--- Start Document text ---
3-4 Tbsp. of extra-virgin olive oil or other vegetable oil
1 small onion, chopped
1 medium carrot, small dice
1 celery stalk, chopped
6 cups chopped mixed greens: Swiss chard, spinach, kale, butter lettuce, Savoy cabbage or other seasonally available greens
6 cups vegetable broth or water
salt and pepper to taste
Sauté chopped onion in oil until translucent over medium-low heat.
Add carrot and celery and cook until vegetables are softened, stirring occasionally.
Stir in six cups of mixed chopped greens (described above). When vegetables are wilted, add soup stock.
Bring to a boil and then simmer for 45 minutes. Add salt and pepper to taste.
Add one to two tablespoons of Passover dumplings per serving. Serve with fresh grated Parmesan cheese.
Passover Soup Dumplings
2 cups mashed potatoes
2 eggs, lightly beaten
1/4 cup Passover cake meal
Optional: 1 Tbsp. finely chopped parsley or basil
Reserve: 1-2 tsp. of extra-virgin olive oil
Mix all ingredients, adding additional cake meal to form a dough that is pliable and not too sticky.
Bring water to a boil in a two- to three-quart pot.
Form small balls out of the dough and carefully slide them into the water to bring them to a boil.
Use a slotted spoon to remove the dumplings from the pot as they rise to the top and transfer to a container, adding one to two teaspoons of extra-virgin olive oil.
This preface to the main course tastes best when the tomatoes are ripe and sweet, and the basil is very fresh.
2 lbs. vine-ripened tomatoes (about 4 large), sliced 1/4 inch thick
1 lb. fresh mozzarella, sliced 1/4 inch thick
1/4 cup packed fresh basil
3 to 4 Tbsp. extra-virgin olive oil
fine sea salt to taste
freshly ground black pepper to taste
On a large platter, arrange tomato and mozzarella slices and basil leaves, alternating and overlapping them. Sprinkle salad with oregano and arugula, and drizzle with oil. Season salad with salt and pepper.
Potato Spinach Gnocchi
This delicious dish, also from Susan K. Finston, is a creative pasta alternative.
--- End Document text ---
--- Start Extracted information ---
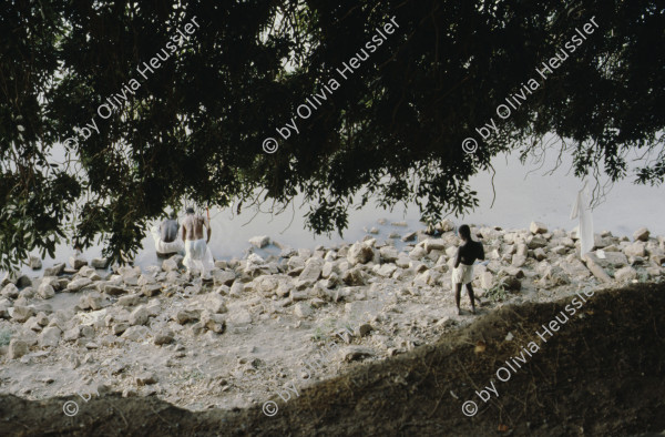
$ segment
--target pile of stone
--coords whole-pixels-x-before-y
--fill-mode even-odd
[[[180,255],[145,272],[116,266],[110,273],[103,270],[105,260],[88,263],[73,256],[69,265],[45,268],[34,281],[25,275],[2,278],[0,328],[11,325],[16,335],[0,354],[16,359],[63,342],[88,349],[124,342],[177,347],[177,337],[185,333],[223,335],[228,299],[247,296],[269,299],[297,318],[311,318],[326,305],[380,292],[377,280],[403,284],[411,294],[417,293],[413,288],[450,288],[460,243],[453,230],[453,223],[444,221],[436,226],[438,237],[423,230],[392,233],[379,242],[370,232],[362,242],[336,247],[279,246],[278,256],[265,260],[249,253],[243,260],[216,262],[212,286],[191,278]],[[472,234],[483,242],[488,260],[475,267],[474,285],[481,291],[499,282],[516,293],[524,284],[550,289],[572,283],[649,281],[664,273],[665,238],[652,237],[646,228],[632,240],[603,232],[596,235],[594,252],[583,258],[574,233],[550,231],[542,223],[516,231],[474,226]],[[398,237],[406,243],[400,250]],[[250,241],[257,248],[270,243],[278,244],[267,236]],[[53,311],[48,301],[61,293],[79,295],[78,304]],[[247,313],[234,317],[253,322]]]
--- End Extracted information ---
--- Start Extracted information ---
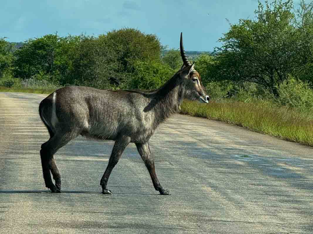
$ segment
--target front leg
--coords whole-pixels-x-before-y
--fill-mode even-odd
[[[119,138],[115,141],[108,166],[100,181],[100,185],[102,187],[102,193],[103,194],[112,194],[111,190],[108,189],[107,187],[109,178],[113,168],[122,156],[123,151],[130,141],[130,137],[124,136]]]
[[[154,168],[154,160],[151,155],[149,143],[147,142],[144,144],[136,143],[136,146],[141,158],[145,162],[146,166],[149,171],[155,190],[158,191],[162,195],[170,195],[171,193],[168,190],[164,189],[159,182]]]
--- End Extracted information ---
--- Start Extracted information ---
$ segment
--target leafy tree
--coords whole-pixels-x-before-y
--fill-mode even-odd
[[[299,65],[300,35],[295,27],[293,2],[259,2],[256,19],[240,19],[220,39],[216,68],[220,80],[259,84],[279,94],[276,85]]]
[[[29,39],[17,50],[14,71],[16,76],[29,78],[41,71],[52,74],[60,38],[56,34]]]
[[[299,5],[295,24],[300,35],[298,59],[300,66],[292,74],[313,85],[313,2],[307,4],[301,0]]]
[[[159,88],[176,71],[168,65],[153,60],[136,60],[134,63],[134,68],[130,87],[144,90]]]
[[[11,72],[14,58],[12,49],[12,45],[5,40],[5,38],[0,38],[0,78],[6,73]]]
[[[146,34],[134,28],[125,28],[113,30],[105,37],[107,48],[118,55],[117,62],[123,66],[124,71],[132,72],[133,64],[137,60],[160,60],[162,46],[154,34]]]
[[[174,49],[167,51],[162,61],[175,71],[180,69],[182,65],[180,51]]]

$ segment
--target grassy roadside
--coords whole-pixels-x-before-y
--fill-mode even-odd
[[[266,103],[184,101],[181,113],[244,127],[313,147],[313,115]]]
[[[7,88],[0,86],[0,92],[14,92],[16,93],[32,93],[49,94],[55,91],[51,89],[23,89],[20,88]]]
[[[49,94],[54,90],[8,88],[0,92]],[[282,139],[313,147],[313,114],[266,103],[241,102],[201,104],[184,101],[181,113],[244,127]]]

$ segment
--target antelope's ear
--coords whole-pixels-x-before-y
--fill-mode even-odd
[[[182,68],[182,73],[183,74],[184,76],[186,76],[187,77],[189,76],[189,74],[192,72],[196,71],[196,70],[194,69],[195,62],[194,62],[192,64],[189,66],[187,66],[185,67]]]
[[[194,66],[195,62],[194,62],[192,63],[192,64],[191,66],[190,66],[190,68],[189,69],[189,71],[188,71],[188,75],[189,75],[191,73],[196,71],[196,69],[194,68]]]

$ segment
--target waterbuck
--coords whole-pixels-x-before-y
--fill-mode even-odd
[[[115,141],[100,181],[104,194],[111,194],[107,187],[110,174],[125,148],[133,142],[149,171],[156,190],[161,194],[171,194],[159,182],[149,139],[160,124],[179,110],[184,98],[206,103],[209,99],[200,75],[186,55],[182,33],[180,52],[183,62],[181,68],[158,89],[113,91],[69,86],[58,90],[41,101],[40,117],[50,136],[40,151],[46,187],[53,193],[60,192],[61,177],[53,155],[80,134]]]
--- End Extracted information ---
• Given instruction 1:
In the recipes text, what size of pot is used to boil the water for the dumplings?
• Given instruction 2:
Using the recipes text, say whether each statement agrees with it: (a) The tomatoes and the mozzarella for the salad are each sliced 1/4 inch thick. (b) The onion for the soup is sautéed over high heat. (c) The dumplings are taken out of the pot with a slotted spoon. Answer yes or no for each and quote the words that decide it.
• Given instruction 3:
List every kind of green that the recipes text names in the mixed greens for the soup.

• Final answer 1:
A two- to three-quart pot.

• Final answer 2:
(a) Yes: "2 lbs. vine-ripened tomatoes (about 4 large), sliced 1/4 inch thick" and "1 lb. fresh mozzarella, sliced 1/4 inch thick"
(b) No: "Sauté chopped onion in oil until translucent over medium-low heat."
(c) Yes: "Use a slotted spoon to remove the dumplings from the pot as they rise to the top"

• Final answer 3:
Swiss chard, spinach, kale, butter lettuce, Savoy cabbage